=== EXCERPTED TEXT ===

Speculation ran high before the following Saturday’s Camp Saratoga event, as folks occupied their pre-race time guessing what Shaun would wear. I thought shorts and knee socks, but he surprised us all by wearing a singlet. Guess that hindered him a bit because this time he finished a mere two seconds ahead of Tim. Times were slow as we had about 15” of snow, much of it heavy, causing snowshoes to gasp for purchase.
This year we had a completely revamped course as the ice the previous week had me shuddering at the final steep hill to the finish. A few, including me, were sad about the demise of the steep hill past the dining hall, but most were relieved. On the plus side, the route designed by Matt Miczek, who is also a Wilton Trail Steward, showcased different sections of Camp, most especially, the historic fire tower, constructed in 1924 and originally erected in Luther Forest. To save it from disrepair, it was moved to Camp to honor Luther’s son, Tommy who was the founder of the Camp Saratoga Boy Scout Camp. Interestingly, its first observer was Noah LaCasse, an Adirondack guide who was with then Vice President Teddy Roosevelt on Mt. Marcy when they learned of President McKinley’s death. Small world!
You can tell Matt is a computer guy just by glancing at the map and perusing the two pages of color highlighted written instructions. Those of you who enthusiastically struggled to follow John Orsini’s original Mudslinger map will know what I am talking about. But after five days and twenty-five miles of marking and the efforts of Jan Mares (on skis!), Michael Della Rocco and Brian Teague, no one took a wrong turn. We are lucky to have such dedicated volunteers. Even when struck down by the flu Friday, Matt said, “I just have to see the doctor and then I will put out the cones in the afternoon.” A ridiculous, die-hard statement, but very touching.

=== GIVEN MATERIAL ===

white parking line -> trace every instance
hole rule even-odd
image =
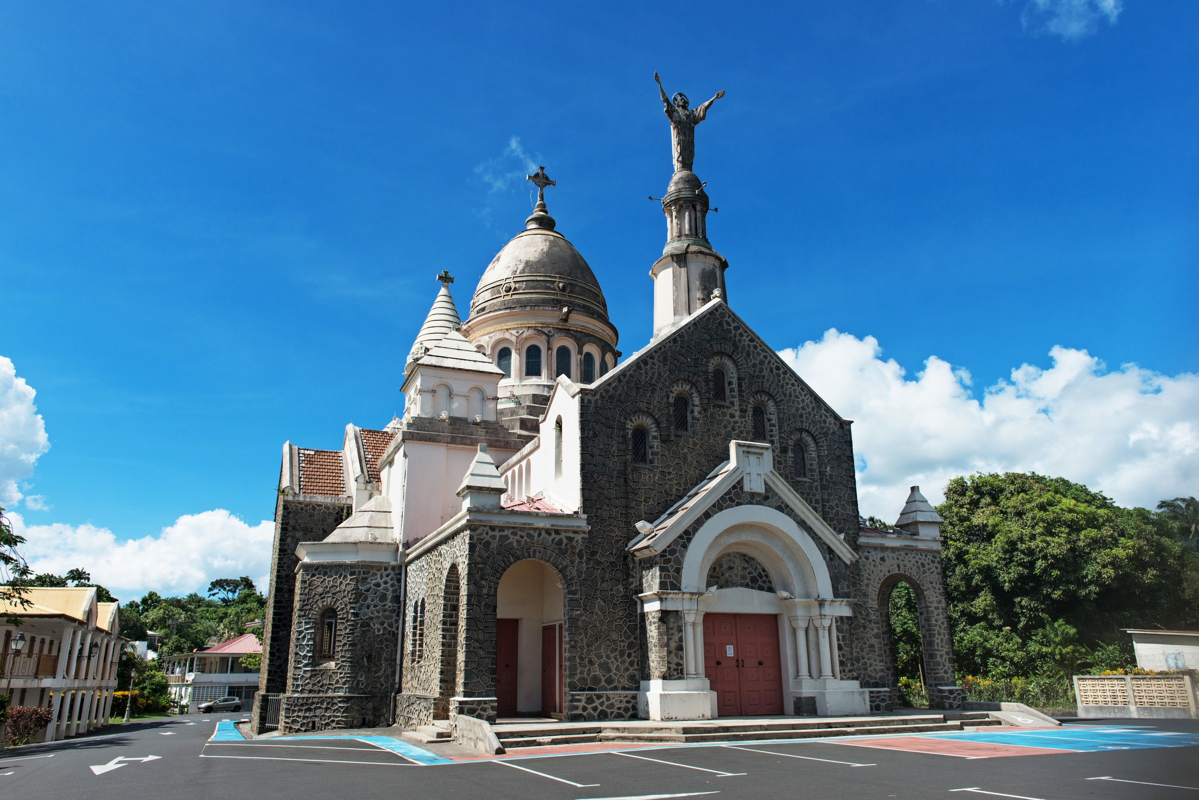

===

* DIRECTIONS: List every person whom the snowshoe race text names with both a first and a last name.

* RESPONSE AREA: Matt Miczek, Noah LaCasse, Teddy Roosevelt, John Orsini, Jan Mares, Michael Della Rocco, Brian Teague